→ Source
**********
#    Preprocesses data for Hierarchical LegalBERT:
1. Splits documents into paragraphs
2. Tokenizes each paragraph separately
3. Creates a structure suitable for hierarchical processing

In [1]:
from datasets import load_dataset
original_dataset=load_dataset("coastalcph/lex_glue", "scotus")

  from .autonotebook import tqdm as notebook_tqdm


In [3]:
import numpy as np
from transformers import AutoTokenizer
import pandas as pd
from concurrent.futures import ThreadPoolExecutor, as_completed

def process_document(text, label, tokenizer, max_paragraphs, max_paragraph_length):
    # Split text into paragraphs
    paragraphs = text.split('\n\n')
    paragraphs = [p for p in paragraphs if p.strip()]
    
    # Limit the number of paragraphs if necessary
    if len(paragraphs) > max_paragraphs:
        paragraphs = paragraphs[:max_paragraphs]
    
    actual_paragraph_count = len(paragraphs)
    
    # Tokenize each paragraph
    paragraph_encodings = [
        tokenizer.encode_plus(
            paragraph,
            add_special_tokens=True,
            max_length=max_paragraph_length,
            padding='max_length',
            truncation=True,
            return_attention_mask=True
        ) for paragraph in paragraphs
    ]
    
    paragraph_input_ids = [encoding['input_ids'] for encoding in paragraph_encodings]
    paragraph_attention_masks = [encoding['attention_mask'] for encoding in paragraph_encodings]
    
    # Pad to max_paragraphs if necessary
    if len(paragraph_input_ids) < max_paragraphs:
        pad_input_ids = [tokenizer.cls_token_id] + [tokenizer.pad_token_id] * (max_paragraph_length - 2) + [tokenizer.sep_token_id]
        pad_attention_mask = [1, 0, 1] + [0] * (max_paragraph_length - 3)
        
        paragraph_input_ids.extend([pad_input_ids] * (max_paragraphs - len(paragraph_input_ids)))
        paragraph_attention_masks.extend([pad_attention_mask] * (max_paragraphs - len(paragraph_attention_masks)))
    
    return paragraph_input_ids, paragraph_attention_masks, actual_paragraph_count, label

def preprocess_hierarchical_legalbert(dataset, tokenizer_name="nlpaueb/legal-bert-base-uncased", 
                                     max_paragraphs=20, max_paragraph_length=512, max_workers=None):
    tokenizer = AutoTokenizer.from_pretrained(tokenizer_name)
    
    processed_dataset = {split: {} for split in dataset.keys()}
    
    for split in dataset.keys():
        print(f"Processing {split} set for hierarchical encoding...")
        
        texts = dataset[split]['text']
        labels = dataset[split]['labels'] if 'labels' in dataset[split] else [None] * len(texts)
**********
(Segmentation dataset records)

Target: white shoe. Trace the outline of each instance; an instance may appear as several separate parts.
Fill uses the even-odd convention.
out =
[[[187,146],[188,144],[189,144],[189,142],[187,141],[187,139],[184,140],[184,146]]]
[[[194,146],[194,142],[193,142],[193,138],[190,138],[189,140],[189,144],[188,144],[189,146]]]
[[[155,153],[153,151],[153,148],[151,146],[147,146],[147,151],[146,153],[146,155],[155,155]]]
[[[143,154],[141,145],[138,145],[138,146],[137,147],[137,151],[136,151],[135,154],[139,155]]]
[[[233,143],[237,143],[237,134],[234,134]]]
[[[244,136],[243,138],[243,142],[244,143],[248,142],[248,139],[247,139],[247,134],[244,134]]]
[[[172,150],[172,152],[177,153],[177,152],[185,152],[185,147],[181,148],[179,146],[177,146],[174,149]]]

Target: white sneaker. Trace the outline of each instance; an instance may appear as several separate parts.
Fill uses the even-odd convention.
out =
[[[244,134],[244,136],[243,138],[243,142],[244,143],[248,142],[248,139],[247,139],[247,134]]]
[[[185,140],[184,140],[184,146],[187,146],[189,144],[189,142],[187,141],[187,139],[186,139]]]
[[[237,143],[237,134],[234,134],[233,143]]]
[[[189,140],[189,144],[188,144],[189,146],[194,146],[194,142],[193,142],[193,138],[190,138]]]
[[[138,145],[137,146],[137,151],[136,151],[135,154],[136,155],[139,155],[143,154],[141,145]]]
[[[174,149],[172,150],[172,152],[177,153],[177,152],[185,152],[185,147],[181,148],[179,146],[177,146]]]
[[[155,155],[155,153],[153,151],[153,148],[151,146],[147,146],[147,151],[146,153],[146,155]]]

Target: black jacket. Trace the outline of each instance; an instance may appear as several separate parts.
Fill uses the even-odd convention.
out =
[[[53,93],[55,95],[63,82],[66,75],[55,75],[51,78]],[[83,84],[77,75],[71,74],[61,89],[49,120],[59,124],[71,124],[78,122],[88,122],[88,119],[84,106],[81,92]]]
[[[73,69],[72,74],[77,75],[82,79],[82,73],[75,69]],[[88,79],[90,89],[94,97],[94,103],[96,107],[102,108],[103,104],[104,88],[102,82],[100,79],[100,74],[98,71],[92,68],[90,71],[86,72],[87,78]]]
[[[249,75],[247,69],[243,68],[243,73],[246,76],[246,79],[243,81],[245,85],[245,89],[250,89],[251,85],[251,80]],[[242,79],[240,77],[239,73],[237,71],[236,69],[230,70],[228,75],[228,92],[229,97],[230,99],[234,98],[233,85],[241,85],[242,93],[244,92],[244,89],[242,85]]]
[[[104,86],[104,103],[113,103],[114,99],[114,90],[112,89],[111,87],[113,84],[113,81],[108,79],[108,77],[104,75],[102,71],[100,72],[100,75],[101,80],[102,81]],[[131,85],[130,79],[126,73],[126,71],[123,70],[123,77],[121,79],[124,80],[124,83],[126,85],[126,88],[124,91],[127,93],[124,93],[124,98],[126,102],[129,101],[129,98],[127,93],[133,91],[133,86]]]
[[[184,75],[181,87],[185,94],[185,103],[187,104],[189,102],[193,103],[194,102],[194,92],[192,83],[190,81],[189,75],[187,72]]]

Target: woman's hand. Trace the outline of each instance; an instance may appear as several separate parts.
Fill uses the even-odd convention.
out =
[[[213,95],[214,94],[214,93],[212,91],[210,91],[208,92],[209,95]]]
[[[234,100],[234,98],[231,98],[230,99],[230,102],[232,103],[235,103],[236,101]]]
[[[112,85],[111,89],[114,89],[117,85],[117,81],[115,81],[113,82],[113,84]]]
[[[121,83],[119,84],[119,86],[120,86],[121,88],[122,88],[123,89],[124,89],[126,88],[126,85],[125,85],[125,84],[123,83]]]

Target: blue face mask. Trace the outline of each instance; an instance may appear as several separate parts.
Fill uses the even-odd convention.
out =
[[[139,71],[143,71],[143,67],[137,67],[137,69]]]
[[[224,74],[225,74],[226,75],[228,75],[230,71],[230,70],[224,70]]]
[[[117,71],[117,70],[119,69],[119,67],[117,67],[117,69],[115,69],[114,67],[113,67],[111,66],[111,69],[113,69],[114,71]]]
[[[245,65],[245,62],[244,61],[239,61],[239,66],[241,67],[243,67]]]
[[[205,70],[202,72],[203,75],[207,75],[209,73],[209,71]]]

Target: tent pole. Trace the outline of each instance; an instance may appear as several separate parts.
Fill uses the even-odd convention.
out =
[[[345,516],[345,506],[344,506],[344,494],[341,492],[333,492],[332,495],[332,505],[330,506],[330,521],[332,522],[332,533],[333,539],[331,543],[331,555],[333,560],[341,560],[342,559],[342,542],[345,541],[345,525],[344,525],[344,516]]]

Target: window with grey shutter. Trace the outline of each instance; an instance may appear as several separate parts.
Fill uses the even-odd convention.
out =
**********
→ Exercises
1. Render the sentence "Limit the number of paragraphs if necessary" from the LegalBERT preprocessing code in Spanish.
2. Please carry on writing the LegalBERT preprocessing code from the point at which it stops.
You won't need the lines for anything here.

→ Final results
1. Limita el número de párrafos si es necesario.

2.
        doc_paragraph_input_ids = []
        doc_paragraph_attention_masks = []
        doc_paragraph_counts = []
        doc_labels = []
        
        with ThreadPoolExecutor(max_workers=max_workers) as executor:
            future_to_doc = {executor.submit(process_document, text, label, tokenizer, max_paragraphs, max_paragraph_length): (text, label) 
                             for text, label in zip(texts, labels)}
            
            for future in as_completed(future_to_doc):
                paragraph_input_ids, paragraph_attention_masks, actual_paragraph_count, label = future.result()
                doc_paragraph_input_ids.append(paragraph_input_ids)
                doc_paragraph_attention_masks.append(paragraph_attention_masks)
                doc_paragraph_counts.append(actual_paragraph_count)
                doc_labels.append(label)
        
        processed_dataset[split]['paragraph_input_ids'] = doc_paragraph_input_ids
        processed_dataset[split]['paragraph_attention_masks'] = doc_paragraph_attention_masks
        processed_dataset[split]['paragraph_counts'] = doc_paragraph_counts
        processed_dataset[split]['labels'] = doc_labels
    
    result_dataset = {split: pd.DataFrame(data) for split, data in processed_dataset.items()}
    
    return result_dataset

# Example usage:
# preprocessed_data = preprocess_hierarchical_legalbert(dataset, max_workers=4)

In [4]:
preprocessed_data = preprocess_hierarchical_legalbert(original_dataset, max_workers=4)

Processing train set for hierarchical encoding...
Processing test set for hierarchical encoding...
Processing validation set for hierarchical encoding...


In [5]:
from datasets import DatasetDict, Dataset

# Example: if tfidf_srt_processed is a dict of lists or pandas DataFrames
# Convert it to DatasetDict
if isinstance(preprocessed_data, dict):
    preprocessed_data = DatasetDict({
        split: Dataset.from_pandas(data) if not isinstance(data, Dataset) else data
        for split, data in preprocessed_data.items()
    })


In [6]:
preprocessed_data.push_to_hub("victorambrose11/TF_IDF_EMB_Hirearchy")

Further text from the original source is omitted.